However, no existing differentiable image formation model provides sufficient accuracy for hybrid refractive-diffractive lenses, posing a significant challenge for the end-to-end design of such systems. The commonly used paraxial wave optics model [Goodman 2005] idealizes the refractive lens as a thin phase plate and neglects optical aberrations. The ray tracing model, employed in commercial optical design software such as Zemax [Zemax LLC 2023] and in recent works [Shih and Renshaw 2024; Zhang et al. 2024], simplifies the diffractive element as local gratings and introduces an approximation for diffraction simulation [Fischer et al. 2000]. However, both of these simplified optical models fail to accurately simulate aberrations and diffraction simultaneously, and they rely on strong assumptions to function. It may be possible to exploit the generalized pupil function to include aberrations of the refractive lenses using Zernike polynomials [Goodman 2005; Wyant and Creath 1992]. However, for each field of view and each wavelength, the Zernike coefficients must be calculated individually. In addition, full inverse design with pupil functions is not possible since there is no mapping back from pupil functions to lens geometry.

In this paper, we propose a differentiable ray-tracing and wave-propagation (ray-wave) model for accurate simulation of hybrid lens systems. The ray-wave model can simulate both refractive optical aberrations and diffractive phase modulation in a differentiable manner, enabling end-to-end co-design of refractive lenses, DOEs, and neural networks. Specifically, we study a hybrid lens configuration where the DOE is placed between the refractive lenses and the image sensor. The proposed ray-wave model first performs coherent ray tracing [Chen et al. 2021; Mout et al. 2018] to accurately simulate the aberrated amplitude and phase map, followed by scalar Rayleigh-Sommerfeld diffraction [Goodman 2005] to incorporate diffractive phase modulation. Free-space propagation to the image plane is then performed for point spread function (PSF) calculation. In contrast to existing imaging models, our ray-wave model combines the advantages of both ray tracing and wave optics, providing accurate simulation for optical aberrations and diffractive phase modulation.

First, we validate the proposed ray-wave model by comparing the PSF simulation results with both theoretical predictions and the ray tracing model. The ray-wave model provides accurate simulation results and is capable of handling discontinuous diffractive phase maps, whereas the ray tracing model fails to accurately capture real diffractive phenomena. Next, we design a compound hybrid refractive-diffractive lens integrated with an image reconstruction network for computational imaging. We then compare its performance with both a paraxial achromat design and a design generated using Zemax optical software. The proposed end-to-end hybrid lens design demonstrates superior image reconstruction quality compared to existing methods.

▶ _WHAT YOU NEED TO DO_:
1. Echo the text on hybrid lens modeling word for word between "First, we validate" and "to existing methods.", inclusive.
2. Continue the text on hybrid refractive-diffractive lens modeling from the point where it stops.
The data that follows is separate material, unrelated to the text on hybrid lens modeling.

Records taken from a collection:
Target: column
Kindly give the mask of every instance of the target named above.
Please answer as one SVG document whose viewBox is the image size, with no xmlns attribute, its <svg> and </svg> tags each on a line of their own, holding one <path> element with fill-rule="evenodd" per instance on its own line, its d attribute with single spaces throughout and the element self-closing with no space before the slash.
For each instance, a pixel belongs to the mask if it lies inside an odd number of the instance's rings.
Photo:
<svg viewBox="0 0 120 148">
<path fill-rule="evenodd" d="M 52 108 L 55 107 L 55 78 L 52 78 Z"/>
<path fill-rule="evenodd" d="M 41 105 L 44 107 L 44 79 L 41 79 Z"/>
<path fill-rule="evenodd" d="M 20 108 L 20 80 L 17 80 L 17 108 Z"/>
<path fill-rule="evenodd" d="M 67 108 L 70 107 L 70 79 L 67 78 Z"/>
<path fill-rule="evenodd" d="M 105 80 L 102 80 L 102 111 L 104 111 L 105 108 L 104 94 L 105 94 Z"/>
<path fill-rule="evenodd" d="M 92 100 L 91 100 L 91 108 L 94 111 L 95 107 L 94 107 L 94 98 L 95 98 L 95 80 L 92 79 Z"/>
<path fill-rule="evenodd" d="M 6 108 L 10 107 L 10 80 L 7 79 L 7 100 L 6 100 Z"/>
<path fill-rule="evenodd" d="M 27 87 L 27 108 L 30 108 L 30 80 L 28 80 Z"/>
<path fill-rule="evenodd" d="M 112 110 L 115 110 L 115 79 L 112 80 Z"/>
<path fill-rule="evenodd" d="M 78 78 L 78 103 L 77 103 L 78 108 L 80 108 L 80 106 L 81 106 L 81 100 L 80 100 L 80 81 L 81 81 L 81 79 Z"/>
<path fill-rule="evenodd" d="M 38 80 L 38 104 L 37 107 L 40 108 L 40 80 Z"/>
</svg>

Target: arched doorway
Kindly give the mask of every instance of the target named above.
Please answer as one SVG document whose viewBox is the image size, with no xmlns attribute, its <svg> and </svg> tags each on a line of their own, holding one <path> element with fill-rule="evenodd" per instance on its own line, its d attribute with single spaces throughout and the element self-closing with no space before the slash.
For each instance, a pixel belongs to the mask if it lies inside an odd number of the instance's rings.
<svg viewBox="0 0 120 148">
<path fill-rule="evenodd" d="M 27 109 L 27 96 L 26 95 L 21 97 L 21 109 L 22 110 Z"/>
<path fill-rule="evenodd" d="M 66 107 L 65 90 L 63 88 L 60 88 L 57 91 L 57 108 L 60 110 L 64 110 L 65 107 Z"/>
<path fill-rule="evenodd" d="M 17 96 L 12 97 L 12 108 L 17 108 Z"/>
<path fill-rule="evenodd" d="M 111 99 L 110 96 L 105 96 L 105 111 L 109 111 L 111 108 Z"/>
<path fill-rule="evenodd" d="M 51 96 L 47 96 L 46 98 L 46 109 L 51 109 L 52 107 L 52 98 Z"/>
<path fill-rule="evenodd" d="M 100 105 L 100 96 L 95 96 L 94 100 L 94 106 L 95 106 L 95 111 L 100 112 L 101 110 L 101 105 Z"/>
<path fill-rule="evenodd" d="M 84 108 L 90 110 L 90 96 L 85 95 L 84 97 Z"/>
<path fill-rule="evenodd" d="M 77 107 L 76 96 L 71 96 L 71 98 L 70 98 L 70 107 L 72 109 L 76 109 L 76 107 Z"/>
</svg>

▶ _ANSWERS TO THE EXERCISE_:
1.
First, we validate the proposed ray-wave model by comparing the PSF simulation results with both theoretical predictions and the ray tracing model. The ray-wave model provides accurate simulation results and is capable of handling discontinuous diffractive phase maps, whereas the ray tracing model fails to accurately capture real diffractive phenomena. Next, we design a compound hybrid refractive-diffractive lens integrated with an image reconstruction network for computational imaging. We then compare its performance with both a paraxial achromat design and a design generated using Zemax optical software. The proposed end-to-end hybrid lens design demonstrates superior image reconstruction quality compared to existing methods.

2.
Furthermore, we demonstrate a hybrid aspherical-DOE lens prototype (Fig. 1) featuring a large field-of-view (FoV), compact form factor, and high image quality. To validate the effectiveness of our model, we investigate two real-world applications. First, we perform an end-to-end design of a DOE for computational aberration correction. Experimental results show that our hybrid lens successfully mitigates optical aberrations of the refractive component, producing high-quality images. Second, we design a DOE for large FoV extended depth-of-field (EDoF) imaging. Unlike existing DOE designs that idealize the refractive lens as a thin phase plate, our design explicitly accounts for lens aberrations. As a result, our DOE design significantly improves the reconstructed image quality, especially in off-axis regions where aberrations are more pronounced.

The main contributions of this paper can be summarized as:

•

We present a differentiable ray-wave model for hybrid refractive-diffractive lenses. The proposed model can accurately simulate both optical aberrations and diffractive phase modulation. It facilitates end-to-end optimization of refractive lenses, DOEs, and image reconstruction networks.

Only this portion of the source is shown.